··· Page text ···

There is increasing confidence that the central bank will reduce the cash rate next week, with the chief economist of the Commonwealth Bank of Australia (CBA), Stephen Halmarick, outlining that he believes the signal from the bank is that there will be a further push “conventional unconventional monetary policy space” next Tuesday (3 November).
While the official cash rate is currently at a record-low level of 0.25 per cent, it is generally expected that any reduction in the cash rate would likely be less than 25 basis points (the standard level at which the cash rate is adjusted) to avoid being zero.
Several economists had previously predicted that the central bank would drop the cash rate in October; however, several economists, including Westpac’s Bill Evans, revised this prediction after suggesting it would divert attention away from the budget 2020-21 announcement.
With the November board meeting taking place next week, CBA’s chief economist has outlined that he believes a rate cut is “all but certain”.
Mr Halmarick noted that RBA governor Philip Lowe recently made a speech in which he suggested that further monetary policy easing is coming.
Given this, Mr Halmarick noted: “This easing is expected to involve a cut in the three key interest rates – the cash rate target, the three-year bond yield target, and the term funding facility target from 0.25 per cent to 0.1 per cent.
“Critically, this easing of monetary policy is expected to be implemented at the same time as the RBA looks set to revise upwards their economic forecasts given the run of better economic data.”

···

### Exercises
a) In the article on the expected rate cut, which three interest rates are expected to be cut?
b) Write the next few sentences of the article on the expected rate cut, picking up after its final sentence.

··· Stored records ···

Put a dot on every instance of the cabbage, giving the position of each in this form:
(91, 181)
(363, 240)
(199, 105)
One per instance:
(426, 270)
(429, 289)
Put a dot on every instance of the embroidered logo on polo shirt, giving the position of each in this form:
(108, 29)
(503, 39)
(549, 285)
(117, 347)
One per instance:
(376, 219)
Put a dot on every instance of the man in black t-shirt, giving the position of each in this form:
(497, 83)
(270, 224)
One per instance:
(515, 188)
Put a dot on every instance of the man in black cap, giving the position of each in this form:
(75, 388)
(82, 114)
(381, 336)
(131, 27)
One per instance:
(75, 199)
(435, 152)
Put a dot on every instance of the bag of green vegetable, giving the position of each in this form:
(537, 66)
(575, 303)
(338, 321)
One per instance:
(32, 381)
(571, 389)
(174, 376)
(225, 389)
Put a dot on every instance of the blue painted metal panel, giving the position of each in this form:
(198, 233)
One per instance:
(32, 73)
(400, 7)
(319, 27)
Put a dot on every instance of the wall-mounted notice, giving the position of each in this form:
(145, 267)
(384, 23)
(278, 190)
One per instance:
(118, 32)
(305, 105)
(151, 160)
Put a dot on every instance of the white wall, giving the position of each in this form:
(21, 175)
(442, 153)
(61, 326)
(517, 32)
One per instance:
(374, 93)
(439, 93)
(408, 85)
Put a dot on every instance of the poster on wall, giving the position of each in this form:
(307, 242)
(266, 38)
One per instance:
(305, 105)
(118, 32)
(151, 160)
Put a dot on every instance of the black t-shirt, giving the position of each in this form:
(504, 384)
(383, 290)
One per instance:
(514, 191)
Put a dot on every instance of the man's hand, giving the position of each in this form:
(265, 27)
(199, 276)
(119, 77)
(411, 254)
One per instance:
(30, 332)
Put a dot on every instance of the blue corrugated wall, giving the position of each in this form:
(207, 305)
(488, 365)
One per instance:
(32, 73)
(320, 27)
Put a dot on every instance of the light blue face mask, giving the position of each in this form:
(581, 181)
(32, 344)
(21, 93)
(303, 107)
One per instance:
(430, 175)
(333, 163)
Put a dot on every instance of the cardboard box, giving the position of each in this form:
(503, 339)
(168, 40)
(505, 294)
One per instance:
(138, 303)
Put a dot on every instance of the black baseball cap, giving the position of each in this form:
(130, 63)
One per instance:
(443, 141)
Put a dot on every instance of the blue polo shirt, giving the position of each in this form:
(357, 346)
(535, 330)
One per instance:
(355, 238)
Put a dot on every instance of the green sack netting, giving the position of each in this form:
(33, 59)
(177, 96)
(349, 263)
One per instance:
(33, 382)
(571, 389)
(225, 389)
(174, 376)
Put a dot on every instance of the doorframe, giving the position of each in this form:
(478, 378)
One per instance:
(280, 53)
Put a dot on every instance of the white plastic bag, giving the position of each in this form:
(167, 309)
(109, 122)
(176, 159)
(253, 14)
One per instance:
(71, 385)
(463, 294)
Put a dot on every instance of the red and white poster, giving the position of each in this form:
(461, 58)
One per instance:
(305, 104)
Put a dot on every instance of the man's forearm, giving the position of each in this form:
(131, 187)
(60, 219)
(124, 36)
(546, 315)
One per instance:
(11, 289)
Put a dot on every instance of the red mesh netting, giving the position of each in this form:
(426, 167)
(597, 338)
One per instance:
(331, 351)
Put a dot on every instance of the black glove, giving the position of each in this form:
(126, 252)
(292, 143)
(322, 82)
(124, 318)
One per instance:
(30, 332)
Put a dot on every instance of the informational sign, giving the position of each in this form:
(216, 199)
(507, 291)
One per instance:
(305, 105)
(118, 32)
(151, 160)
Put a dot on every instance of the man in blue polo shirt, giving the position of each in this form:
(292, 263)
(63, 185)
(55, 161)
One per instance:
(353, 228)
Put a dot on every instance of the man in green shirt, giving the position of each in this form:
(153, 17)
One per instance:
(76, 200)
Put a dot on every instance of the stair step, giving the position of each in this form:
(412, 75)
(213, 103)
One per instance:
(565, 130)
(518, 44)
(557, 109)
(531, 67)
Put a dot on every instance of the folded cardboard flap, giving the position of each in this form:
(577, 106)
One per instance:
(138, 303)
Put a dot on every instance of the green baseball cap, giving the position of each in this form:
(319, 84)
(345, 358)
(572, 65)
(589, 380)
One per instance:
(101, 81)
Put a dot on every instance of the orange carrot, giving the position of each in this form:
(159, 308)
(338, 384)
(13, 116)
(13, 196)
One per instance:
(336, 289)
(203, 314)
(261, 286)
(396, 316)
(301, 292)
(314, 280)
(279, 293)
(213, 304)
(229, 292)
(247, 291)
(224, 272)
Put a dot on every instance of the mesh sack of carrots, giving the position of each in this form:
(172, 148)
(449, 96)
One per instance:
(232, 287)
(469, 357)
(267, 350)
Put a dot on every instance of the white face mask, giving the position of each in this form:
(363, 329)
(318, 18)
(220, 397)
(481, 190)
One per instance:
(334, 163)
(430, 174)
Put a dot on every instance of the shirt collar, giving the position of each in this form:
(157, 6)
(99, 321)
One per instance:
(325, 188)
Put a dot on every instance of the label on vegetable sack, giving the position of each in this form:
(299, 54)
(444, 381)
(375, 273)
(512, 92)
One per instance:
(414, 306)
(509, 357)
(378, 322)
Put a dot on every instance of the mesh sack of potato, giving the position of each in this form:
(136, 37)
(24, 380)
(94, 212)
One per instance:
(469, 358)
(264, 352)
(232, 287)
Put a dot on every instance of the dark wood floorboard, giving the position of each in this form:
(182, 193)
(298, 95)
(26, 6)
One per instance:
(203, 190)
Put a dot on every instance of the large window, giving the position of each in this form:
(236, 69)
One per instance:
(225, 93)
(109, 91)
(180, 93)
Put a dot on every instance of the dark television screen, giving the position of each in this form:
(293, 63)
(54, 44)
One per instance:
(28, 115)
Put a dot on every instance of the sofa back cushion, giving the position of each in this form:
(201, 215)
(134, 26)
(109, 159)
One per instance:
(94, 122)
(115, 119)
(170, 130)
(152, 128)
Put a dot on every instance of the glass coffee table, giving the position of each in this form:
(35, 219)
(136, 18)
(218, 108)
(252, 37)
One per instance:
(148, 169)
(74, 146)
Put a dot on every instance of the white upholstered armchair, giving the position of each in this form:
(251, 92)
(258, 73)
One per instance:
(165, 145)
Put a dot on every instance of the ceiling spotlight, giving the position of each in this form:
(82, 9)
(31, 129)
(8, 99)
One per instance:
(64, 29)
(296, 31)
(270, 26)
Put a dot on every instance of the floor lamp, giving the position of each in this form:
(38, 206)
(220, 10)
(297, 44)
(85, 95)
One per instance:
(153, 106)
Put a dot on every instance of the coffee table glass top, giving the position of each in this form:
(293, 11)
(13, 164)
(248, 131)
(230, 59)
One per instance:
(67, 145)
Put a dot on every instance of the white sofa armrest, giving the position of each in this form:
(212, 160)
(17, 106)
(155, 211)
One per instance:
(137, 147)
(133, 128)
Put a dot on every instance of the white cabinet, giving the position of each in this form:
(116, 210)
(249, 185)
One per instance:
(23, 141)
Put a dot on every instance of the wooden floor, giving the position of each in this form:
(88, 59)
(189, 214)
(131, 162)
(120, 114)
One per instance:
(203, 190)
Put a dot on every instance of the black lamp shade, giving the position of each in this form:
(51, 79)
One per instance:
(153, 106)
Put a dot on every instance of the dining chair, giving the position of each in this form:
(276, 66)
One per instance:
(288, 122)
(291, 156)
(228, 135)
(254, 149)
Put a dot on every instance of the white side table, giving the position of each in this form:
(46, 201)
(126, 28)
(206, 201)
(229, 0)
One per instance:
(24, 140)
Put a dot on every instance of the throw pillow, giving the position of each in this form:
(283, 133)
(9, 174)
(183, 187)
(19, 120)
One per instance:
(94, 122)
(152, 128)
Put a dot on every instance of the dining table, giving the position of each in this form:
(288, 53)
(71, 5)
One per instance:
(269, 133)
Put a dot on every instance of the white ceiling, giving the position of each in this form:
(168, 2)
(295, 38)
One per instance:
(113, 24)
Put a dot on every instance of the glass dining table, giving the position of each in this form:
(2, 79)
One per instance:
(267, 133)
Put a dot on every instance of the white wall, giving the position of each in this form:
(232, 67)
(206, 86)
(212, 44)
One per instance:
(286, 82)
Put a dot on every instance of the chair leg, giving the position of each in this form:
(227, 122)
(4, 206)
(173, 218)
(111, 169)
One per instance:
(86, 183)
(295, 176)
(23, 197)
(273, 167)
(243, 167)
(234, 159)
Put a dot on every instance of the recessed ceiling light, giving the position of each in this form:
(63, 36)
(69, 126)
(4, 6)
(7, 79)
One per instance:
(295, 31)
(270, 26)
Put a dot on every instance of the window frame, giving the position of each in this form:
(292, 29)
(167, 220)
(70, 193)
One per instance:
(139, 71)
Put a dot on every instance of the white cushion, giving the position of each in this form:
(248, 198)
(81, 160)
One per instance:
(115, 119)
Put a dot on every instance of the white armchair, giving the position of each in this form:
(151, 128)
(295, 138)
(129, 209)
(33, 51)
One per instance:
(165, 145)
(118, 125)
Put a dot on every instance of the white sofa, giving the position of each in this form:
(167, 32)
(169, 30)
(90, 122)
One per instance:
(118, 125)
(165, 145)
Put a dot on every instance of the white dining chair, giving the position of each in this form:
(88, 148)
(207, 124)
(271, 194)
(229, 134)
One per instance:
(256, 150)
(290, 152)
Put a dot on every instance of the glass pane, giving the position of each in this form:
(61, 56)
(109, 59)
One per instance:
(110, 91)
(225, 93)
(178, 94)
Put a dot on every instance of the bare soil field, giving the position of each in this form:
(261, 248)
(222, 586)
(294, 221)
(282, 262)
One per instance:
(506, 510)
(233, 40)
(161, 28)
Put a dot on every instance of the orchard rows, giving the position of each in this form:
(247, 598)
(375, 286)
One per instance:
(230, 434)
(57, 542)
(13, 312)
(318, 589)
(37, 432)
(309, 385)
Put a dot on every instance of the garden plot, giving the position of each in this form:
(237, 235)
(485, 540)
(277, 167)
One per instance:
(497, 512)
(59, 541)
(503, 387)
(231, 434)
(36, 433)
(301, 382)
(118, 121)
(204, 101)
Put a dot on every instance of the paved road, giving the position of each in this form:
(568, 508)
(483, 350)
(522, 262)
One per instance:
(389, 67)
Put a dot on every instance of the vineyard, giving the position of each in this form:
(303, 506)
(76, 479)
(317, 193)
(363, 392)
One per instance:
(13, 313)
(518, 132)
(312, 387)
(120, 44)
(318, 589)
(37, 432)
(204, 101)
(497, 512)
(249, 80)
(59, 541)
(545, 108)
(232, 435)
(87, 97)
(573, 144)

···

### Responses to the exercise
a) The cash rate target, the three-year bond yield target, and the term funding facility target.

b)
Mr Halmarick added that monetary policy has a significant role to play in supporting the Australian economy by continuing to ensure very low borrowing costs, both for Commonwealth and state, are maintained for an extended period of time.
The economist also outlined that the record-breaking deficit announced as part of the federal budget would also help provide support to the economy.
He said: “The support being provided by fiscal policy to the Australian economy is a vital part of the path to recovery.
“This support has been enhanced in the budget through a combination of income support programs, health-related spending, income tax cuts, employment support programs, infrastructure spending and a focus on regional spending.
“While the level of government debt will continue to rise in the years ahead, now estimated to reach $966.2 billion by June 2024, representing a peak of 43.8 per cent of gross domestic product (GDP), the economic return on this debt will far exceed the interest costs.”
The CBA economist said the level of fiscal policy support could inevitably give the country’s economic recovery a much-needed boost, outlining that in 2020-21, the Australian economy is now only expected to contract by 1.6 per cent, while economic growth could rebound by as much as 3.5 per cent in the following year.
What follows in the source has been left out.